-- Opening Marker --
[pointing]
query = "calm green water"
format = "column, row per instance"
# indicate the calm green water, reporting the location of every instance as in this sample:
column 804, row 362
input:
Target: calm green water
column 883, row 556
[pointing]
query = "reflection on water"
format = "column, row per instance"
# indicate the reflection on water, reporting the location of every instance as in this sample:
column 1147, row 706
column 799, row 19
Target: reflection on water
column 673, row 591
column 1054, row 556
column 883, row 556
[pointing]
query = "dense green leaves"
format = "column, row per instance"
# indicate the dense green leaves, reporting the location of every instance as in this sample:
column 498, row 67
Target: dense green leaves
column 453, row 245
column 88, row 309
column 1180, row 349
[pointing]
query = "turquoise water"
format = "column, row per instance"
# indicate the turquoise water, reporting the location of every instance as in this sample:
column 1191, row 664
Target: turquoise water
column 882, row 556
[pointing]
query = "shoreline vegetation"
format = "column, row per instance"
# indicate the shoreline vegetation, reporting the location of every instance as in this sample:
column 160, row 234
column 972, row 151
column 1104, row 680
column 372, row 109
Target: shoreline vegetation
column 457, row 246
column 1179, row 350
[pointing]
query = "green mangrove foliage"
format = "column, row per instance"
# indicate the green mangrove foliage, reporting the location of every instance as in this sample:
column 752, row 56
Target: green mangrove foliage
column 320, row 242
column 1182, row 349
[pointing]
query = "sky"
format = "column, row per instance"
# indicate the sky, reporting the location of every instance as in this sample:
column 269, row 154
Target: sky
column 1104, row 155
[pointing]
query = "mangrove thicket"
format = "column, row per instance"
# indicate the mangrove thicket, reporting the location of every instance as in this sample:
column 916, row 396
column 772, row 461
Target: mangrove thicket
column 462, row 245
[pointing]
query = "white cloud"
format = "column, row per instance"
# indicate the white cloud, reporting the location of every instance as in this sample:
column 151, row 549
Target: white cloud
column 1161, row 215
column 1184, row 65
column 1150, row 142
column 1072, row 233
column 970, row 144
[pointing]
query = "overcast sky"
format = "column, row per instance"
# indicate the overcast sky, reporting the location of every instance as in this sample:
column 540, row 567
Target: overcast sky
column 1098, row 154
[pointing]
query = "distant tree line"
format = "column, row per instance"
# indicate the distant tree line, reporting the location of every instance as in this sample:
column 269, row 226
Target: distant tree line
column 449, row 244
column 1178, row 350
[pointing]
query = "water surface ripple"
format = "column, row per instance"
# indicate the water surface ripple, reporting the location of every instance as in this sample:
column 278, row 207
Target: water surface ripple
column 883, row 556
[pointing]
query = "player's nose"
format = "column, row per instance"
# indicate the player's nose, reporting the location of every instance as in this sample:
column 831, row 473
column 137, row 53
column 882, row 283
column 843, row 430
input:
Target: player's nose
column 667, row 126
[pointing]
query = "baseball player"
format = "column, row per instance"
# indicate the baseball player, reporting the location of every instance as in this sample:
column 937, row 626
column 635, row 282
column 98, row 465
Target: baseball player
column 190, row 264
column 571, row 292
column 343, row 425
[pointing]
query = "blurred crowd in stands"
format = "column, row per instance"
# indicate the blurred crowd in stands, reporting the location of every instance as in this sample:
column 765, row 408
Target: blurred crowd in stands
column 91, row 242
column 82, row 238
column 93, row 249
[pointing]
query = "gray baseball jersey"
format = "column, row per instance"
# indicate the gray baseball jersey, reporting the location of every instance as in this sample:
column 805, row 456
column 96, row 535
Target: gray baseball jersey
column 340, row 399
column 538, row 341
-- Closing Marker --
#### [To do]
Repeat each entry above exactly as shown.

#### [Answer area]
[pointing]
query = "calm green water"
format = "column, row per instance"
# indicate the calm green water, reporting the location of every instance as in this sample:
column 804, row 362
input:
Target: calm green water
column 883, row 556
[pointing]
query = "reflection on water"
format = "column, row per instance"
# indicate the reflection on water, reporting the location of every instance as in this sample:
column 1147, row 706
column 799, row 19
Target: reflection on water
column 673, row 591
column 1054, row 556
column 883, row 556
[pointing]
query = "dense green leaves"
format = "column, row per instance"
# indicate the dense green leaves, reporting the location of every instance as in this sample:
column 498, row 67
Target: dense green leaves
column 453, row 245
column 88, row 309
column 1180, row 349
[pointing]
query = "turquoise water"
format = "column, row per instance"
# indicate the turquoise water, reporting the location of every instance as in this sample:
column 1191, row 664
Target: turquoise water
column 882, row 556
[pointing]
query = "shoreline vegetation"
format = "column, row per instance"
# indicate the shoreline vegetation, reporting the location of every instance as in this sample:
column 160, row 234
column 972, row 151
column 1104, row 680
column 372, row 109
Target: shoreline vegetation
column 457, row 246
column 1179, row 350
[pointing]
query = "green mangrove foliage"
format = "column, row per instance"
# indicate the green mangrove foliage, reporting the location of every instance as in this sample:
column 752, row 56
Target: green mangrove foliage
column 320, row 242
column 1182, row 349
[pointing]
query = "sky"
format = "column, row per instance"
# indicate the sky, reporting the location of every instance as in this sample:
column 269, row 154
Target: sky
column 1104, row 155
[pointing]
query = "mangrove thicket"
format = "column, row per instance"
# indicate the mangrove thicket, reporting the location of every instance as in this sample:
column 916, row 396
column 772, row 461
Target: mangrove thicket
column 462, row 245
[pointing]
query = "white cloud"
format = "column, row per instance"
# indicate the white cloud, reporting the location of every instance as in this sample:
column 151, row 549
Target: white cloud
column 1161, row 215
column 1184, row 65
column 1150, row 142
column 1072, row 233
column 970, row 144
[pointing]
query = "overcast sky"
format = "column, row per instance"
# indicate the overcast sky, reporting the location of every instance as in this sample:
column 540, row 567
Target: overcast sky
column 1098, row 154
[pointing]
query = "distant tree line"
format = "column, row per instance"
# indicate the distant tree line, reporting the location of every instance as in this sample:
column 269, row 226
Target: distant tree line
column 449, row 244
column 1178, row 350
[pointing]
query = "water surface ripple"
format = "column, row per instance"
# indicate the water surface ripple, reporting the location of every instance as in this sample:
column 278, row 207
Target: water surface ripple
column 883, row 556
[pointing]
query = "player's nose"
format = "column, row per instance"
# indicate the player's nose, reporting the location of every instance as in this sample:
column 831, row 473
column 137, row 53
column 882, row 283
column 843, row 430
input:
Target: player's nose
column 667, row 126
[pointing]
query = "baseball player"
format = "column, row per instance"
# indicate the baseball player, reporting the location of every instance as in this sample:
column 937, row 626
column 635, row 282
column 98, row 465
Target: baseball player
column 190, row 264
column 571, row 292
column 343, row 425
[pointing]
query = "blurred crowd in stands"
format = "column, row per instance"
# indicate the blurred crowd in stands, reporting the location of every instance as in this sample:
column 765, row 408
Target: blurred crowd in stands
column 91, row 242
column 82, row 238
column 93, row 249
[pointing]
query = "gray baseball jersey"
format = "column, row per instance"
# indicate the gray baseball jersey, reporting the location of every instance as in this sample:
column 805, row 456
column 96, row 535
Target: gray baseball jersey
column 340, row 399
column 538, row 341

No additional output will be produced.